> EXERCISE AIM
Beginning with the first line of the data below, set down each line exactly through the line that contains "Point on each instance of the swimming".
┄┄┄┄┄┄┄┄┄┄┄┄┄┄┄┄┄┄┄┄
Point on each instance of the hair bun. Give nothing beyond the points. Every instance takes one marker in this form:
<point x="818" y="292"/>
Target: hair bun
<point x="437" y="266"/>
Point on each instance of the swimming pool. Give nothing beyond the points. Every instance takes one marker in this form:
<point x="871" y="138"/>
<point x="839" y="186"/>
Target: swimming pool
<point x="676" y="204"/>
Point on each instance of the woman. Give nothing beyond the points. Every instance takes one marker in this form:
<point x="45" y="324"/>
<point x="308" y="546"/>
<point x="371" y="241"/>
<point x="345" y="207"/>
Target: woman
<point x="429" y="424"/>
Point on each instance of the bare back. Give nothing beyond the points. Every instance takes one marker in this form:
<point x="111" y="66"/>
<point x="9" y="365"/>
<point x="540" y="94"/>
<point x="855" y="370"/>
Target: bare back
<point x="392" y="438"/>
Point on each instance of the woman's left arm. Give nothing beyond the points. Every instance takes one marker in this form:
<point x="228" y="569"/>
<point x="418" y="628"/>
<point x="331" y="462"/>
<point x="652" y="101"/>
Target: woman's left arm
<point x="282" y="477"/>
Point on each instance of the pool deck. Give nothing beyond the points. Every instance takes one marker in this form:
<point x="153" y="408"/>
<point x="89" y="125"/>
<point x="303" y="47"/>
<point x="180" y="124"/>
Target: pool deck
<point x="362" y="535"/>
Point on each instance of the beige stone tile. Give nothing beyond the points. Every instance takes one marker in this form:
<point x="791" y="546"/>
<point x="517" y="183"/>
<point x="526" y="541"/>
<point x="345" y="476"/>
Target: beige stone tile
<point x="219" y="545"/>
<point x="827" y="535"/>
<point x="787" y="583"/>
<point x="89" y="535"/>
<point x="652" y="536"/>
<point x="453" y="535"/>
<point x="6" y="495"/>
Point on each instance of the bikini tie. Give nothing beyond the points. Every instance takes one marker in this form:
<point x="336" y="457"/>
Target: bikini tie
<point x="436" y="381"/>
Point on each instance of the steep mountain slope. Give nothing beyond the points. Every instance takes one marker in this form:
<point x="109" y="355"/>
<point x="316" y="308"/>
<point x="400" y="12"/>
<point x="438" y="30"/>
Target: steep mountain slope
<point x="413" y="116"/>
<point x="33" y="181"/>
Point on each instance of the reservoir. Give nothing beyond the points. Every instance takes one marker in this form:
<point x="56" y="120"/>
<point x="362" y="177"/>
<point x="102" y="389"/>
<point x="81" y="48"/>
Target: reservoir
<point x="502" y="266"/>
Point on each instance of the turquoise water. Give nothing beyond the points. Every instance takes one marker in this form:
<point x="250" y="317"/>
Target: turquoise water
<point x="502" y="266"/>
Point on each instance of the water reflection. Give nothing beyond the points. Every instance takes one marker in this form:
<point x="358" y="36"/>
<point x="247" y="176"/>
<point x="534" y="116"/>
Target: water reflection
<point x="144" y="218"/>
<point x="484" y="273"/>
┄┄┄┄┄┄┄┄┄┄┄┄┄┄┄┄┄┄┄┄
> TASK RESPONSE
Point on each instance of the hair bun. Give nothing beyond the points. Every instance takes one marker in this form:
<point x="818" y="292"/>
Target: hair bun
<point x="437" y="266"/>
Point on each instance of the swimming pool. Give nothing beyond the points. Every instance takes one marker in this form:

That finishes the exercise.